* **AIM**
Begin at the line that contains "Could you please pick out the car hood" and repeat every line from there to the end of the records below, inclusive, without adding any other line.

A block of data:
※ ※ ※

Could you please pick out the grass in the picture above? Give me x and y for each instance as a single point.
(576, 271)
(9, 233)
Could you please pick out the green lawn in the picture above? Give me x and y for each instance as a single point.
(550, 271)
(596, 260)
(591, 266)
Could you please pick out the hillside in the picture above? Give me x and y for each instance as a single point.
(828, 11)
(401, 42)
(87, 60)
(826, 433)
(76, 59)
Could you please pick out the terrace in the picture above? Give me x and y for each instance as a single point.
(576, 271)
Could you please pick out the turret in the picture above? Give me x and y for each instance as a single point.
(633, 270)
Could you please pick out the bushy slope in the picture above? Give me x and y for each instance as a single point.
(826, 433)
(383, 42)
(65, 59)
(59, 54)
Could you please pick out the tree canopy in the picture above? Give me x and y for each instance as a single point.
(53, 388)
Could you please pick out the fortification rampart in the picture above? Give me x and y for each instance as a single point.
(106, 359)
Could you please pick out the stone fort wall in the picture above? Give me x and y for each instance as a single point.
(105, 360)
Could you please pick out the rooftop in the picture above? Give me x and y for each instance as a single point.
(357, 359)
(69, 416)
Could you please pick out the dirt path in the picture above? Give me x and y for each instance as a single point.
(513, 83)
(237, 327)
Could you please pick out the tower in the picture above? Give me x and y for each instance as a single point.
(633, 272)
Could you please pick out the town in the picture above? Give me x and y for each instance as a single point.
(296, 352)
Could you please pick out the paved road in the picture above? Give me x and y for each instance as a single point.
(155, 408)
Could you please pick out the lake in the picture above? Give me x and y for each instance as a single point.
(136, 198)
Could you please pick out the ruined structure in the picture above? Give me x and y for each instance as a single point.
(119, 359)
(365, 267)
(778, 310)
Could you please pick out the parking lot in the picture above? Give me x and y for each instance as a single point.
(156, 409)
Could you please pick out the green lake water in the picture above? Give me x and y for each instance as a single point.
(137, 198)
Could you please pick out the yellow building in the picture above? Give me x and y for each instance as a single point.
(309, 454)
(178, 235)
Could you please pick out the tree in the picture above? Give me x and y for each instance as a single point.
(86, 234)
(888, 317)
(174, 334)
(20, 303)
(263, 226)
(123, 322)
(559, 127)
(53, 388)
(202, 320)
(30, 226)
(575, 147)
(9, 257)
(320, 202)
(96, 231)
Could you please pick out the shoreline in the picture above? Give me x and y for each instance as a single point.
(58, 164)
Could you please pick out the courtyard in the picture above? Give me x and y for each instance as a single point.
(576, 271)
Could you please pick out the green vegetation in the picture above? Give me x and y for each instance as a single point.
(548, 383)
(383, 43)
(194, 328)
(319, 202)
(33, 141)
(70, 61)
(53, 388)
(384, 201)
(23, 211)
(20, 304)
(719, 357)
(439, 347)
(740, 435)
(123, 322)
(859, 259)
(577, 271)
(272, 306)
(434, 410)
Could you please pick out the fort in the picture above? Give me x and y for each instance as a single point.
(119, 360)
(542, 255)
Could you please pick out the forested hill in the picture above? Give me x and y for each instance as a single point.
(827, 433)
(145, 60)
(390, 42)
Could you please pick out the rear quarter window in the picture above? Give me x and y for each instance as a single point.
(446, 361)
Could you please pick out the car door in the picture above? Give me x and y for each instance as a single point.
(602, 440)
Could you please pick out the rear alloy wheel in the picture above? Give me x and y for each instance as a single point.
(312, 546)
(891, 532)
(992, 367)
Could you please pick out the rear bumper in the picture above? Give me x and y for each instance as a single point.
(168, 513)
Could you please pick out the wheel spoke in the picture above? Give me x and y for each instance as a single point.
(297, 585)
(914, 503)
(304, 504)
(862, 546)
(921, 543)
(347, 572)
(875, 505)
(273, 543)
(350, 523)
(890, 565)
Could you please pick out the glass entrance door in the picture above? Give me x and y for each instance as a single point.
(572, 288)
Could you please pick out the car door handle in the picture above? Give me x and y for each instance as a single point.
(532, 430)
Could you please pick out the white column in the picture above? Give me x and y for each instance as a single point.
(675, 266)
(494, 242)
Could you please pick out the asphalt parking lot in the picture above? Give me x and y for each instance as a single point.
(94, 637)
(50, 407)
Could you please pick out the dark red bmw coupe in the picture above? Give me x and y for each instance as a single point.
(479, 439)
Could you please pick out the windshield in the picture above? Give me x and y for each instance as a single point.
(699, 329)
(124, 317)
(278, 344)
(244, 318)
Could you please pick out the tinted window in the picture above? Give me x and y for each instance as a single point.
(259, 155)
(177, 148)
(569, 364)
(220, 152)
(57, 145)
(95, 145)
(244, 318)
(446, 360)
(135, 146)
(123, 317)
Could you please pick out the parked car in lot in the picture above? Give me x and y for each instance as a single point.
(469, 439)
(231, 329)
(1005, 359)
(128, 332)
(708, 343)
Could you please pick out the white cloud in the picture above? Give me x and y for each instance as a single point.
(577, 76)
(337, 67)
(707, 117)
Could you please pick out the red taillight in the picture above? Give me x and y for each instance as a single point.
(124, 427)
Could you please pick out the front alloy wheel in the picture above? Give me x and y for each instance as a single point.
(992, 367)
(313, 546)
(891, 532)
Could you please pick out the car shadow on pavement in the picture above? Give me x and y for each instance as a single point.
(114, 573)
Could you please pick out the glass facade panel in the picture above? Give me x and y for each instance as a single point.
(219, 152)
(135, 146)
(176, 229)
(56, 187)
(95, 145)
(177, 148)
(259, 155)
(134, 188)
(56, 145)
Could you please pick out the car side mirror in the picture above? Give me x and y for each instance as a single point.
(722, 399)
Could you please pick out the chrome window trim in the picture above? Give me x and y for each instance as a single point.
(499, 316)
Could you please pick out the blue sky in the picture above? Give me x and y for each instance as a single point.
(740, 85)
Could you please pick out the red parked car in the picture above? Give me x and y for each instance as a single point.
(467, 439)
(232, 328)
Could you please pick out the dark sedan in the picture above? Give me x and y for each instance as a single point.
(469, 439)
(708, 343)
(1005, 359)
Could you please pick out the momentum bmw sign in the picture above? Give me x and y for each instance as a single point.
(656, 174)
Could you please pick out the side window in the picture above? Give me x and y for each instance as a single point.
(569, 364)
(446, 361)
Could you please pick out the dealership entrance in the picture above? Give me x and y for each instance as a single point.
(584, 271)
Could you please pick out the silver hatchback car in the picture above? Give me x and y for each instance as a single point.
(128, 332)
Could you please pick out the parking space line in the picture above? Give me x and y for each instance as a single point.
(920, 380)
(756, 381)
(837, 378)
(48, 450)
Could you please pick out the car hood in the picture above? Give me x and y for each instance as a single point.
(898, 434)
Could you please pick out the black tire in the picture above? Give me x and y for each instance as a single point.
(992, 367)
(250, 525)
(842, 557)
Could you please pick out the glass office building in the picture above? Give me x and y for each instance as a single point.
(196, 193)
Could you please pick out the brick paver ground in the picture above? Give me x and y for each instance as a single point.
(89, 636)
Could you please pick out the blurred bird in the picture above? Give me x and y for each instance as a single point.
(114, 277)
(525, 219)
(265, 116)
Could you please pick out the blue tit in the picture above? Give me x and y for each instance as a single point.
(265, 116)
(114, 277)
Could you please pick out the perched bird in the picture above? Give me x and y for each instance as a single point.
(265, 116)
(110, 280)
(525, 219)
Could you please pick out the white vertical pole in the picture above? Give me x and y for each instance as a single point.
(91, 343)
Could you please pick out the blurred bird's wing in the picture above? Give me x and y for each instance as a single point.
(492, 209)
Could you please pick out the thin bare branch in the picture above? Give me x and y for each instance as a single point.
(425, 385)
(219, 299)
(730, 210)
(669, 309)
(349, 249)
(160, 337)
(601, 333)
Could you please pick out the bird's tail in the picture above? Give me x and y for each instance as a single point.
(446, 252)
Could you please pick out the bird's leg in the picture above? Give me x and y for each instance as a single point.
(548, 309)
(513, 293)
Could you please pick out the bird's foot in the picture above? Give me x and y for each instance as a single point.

※ ※ ※

* **REPLY**
Could you please pick out the car hood in the picture above? Give me x and y for each instance as a single point.
(898, 434)
Could you please pick out the black tire in the picture above? Give me x and y for each instance as a single point.
(992, 367)
(250, 525)
(842, 557)
Could you please pick out the glass office building in the picture above? Give me x and y for each instance as a single point.
(196, 193)
Could you please pick out the brick paver ground in the picture above? Give me x and y for each instance as a single point.
(89, 636)
Could you please pick out the blurred bird in the picture above? Give me x and y for each instance as a single point.
(114, 277)
(525, 219)
(265, 116)
Could you please pick out the blue tit in the picture above? Give me x and y for each instance as a single point.
(265, 116)
(114, 277)
Could you please pick out the perched bird in the picture above? Give me x and y for each instance as a single point.
(265, 116)
(110, 280)
(525, 219)
Could you please pick out the white vertical pole in the picture above? Give me x and y for each instance as a single point.
(91, 343)
Could you please pick out the blurred bird's wing in the picture above? Give me x and y for each instance as a single point.
(492, 209)
Could you please pick out the thin bare branch in the picture above? Give me x and y for each instance as a single point.
(425, 385)
(219, 299)
(730, 210)
(669, 309)
(349, 249)
(160, 337)
(601, 333)
Could you please pick out the bird's tail in the picture above? Give me x and y for each instance as a single point.
(446, 252)
Could you please pick out the bird's leg in the picture above? Give me x and y for each instance as a single point.
(548, 309)
(513, 293)
Could you please pick out the bird's foot in the picture above? Give me x and y for each instance as a single point.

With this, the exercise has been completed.